* **DIRECTIONS**
Can you copy the records from their start up to and including the line with "[[[383,377],[432,360],[465,374],[449,52]]]", requests included, but offset every coordinate in the answers by adding 39 to it? Please leave the pictures out.

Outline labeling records
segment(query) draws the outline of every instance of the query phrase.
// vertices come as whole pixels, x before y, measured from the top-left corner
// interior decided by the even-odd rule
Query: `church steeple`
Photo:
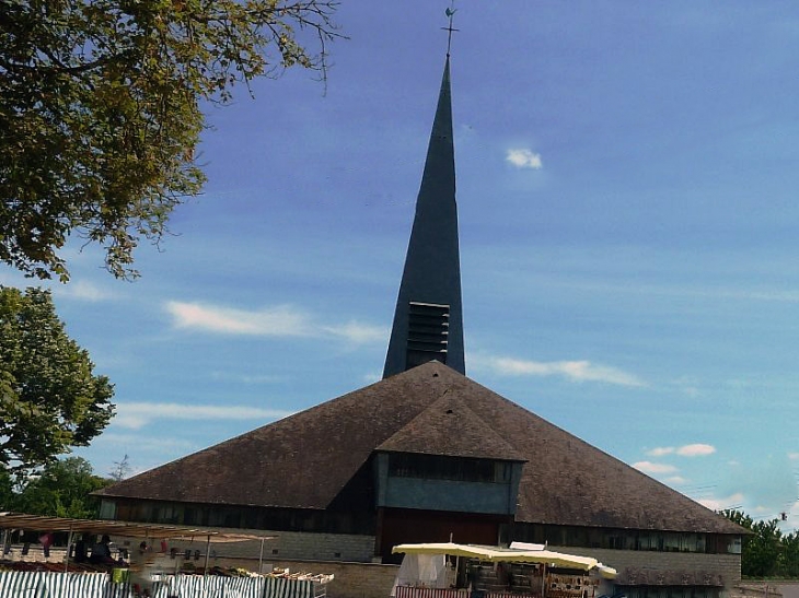
[[[383,377],[432,360],[465,374],[449,52]]]

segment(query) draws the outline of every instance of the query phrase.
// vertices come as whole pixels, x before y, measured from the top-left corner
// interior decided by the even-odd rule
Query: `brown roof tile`
[[[188,455],[101,493],[325,508],[378,448],[525,460],[519,521],[741,532],[725,517],[438,362]]]

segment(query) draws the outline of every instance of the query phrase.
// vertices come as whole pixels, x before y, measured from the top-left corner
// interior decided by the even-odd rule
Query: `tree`
[[[741,575],[743,577],[766,577],[781,575],[785,566],[783,533],[779,521],[755,521],[742,511],[728,509],[721,514],[752,531],[741,542]]]
[[[0,0],[0,261],[69,278],[70,234],[135,277],[205,180],[206,101],[299,65],[326,75],[322,0]],[[311,34],[308,37],[308,34]],[[308,49],[313,46],[314,51]]]
[[[130,473],[130,461],[128,460],[128,454],[121,458],[120,461],[114,461],[114,469],[111,470],[108,477],[114,482],[121,482]]]
[[[31,477],[16,497],[15,507],[31,515],[96,518],[100,501],[91,493],[109,483],[95,476],[85,459],[67,457],[47,464],[38,474]]]
[[[0,466],[31,470],[103,431],[114,387],[93,368],[49,291],[0,286]]]

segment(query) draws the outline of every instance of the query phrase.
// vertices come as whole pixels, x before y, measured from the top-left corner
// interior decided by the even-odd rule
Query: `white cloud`
[[[705,505],[707,508],[713,511],[723,511],[726,508],[741,508],[743,502],[743,494],[736,492],[730,494],[726,499],[697,499],[697,503]]]
[[[303,337],[311,335],[311,324],[304,314],[288,305],[257,312],[218,307],[200,303],[171,301],[166,310],[178,328],[196,328],[228,335],[264,337]]]
[[[113,293],[83,280],[53,286],[54,293],[80,301],[99,302],[113,297]]]
[[[291,305],[246,310],[171,301],[166,303],[166,310],[177,328],[222,335],[338,338],[355,343],[383,342],[389,337],[386,328],[358,321],[344,325],[319,324],[309,314]]]
[[[540,171],[543,167],[541,154],[533,153],[528,149],[510,149],[505,154],[505,160],[518,168],[532,168]]]
[[[126,402],[117,404],[114,424],[140,430],[153,420],[276,420],[291,411],[245,406],[181,404],[176,402]]]
[[[716,447],[709,444],[686,444],[676,449],[681,457],[705,457],[716,453]]]
[[[603,382],[619,386],[646,386],[634,376],[606,365],[593,364],[589,361],[536,362],[512,357],[475,357],[477,362],[494,372],[507,376],[563,376],[574,382]]]
[[[644,473],[675,473],[678,471],[673,465],[653,464],[652,461],[638,461],[633,464],[633,467]]]
[[[650,457],[662,457],[663,455],[671,455],[672,453],[674,453],[673,446],[659,446],[657,448],[647,450],[646,454]]]
[[[280,380],[280,376],[233,374],[231,372],[211,372],[215,380],[235,382],[240,384],[271,384]]]
[[[672,476],[671,478],[667,478],[665,482],[674,485],[682,485],[684,483],[687,483],[687,479],[683,478],[682,476]]]
[[[357,343],[384,342],[390,330],[382,326],[369,326],[350,321],[343,326],[325,326],[324,330],[335,337],[340,337]]]

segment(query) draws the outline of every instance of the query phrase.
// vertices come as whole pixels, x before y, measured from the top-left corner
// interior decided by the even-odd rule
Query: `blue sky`
[[[326,92],[290,71],[210,107],[205,194],[138,281],[71,248],[57,308],[116,385],[77,452],[97,472],[379,378],[448,5],[344,0]],[[708,506],[799,527],[795,2],[458,8],[467,375]]]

* **CORRECT RESULT**
segment(query) draws the outline of every instance of the query phrase.
// vertices come as whole pixels, x before y, measured from the top-left corner
// interior decided by the even-odd rule
Query: `church steeple`
Photo:
[[[422,416],[471,399],[504,413],[488,91]]]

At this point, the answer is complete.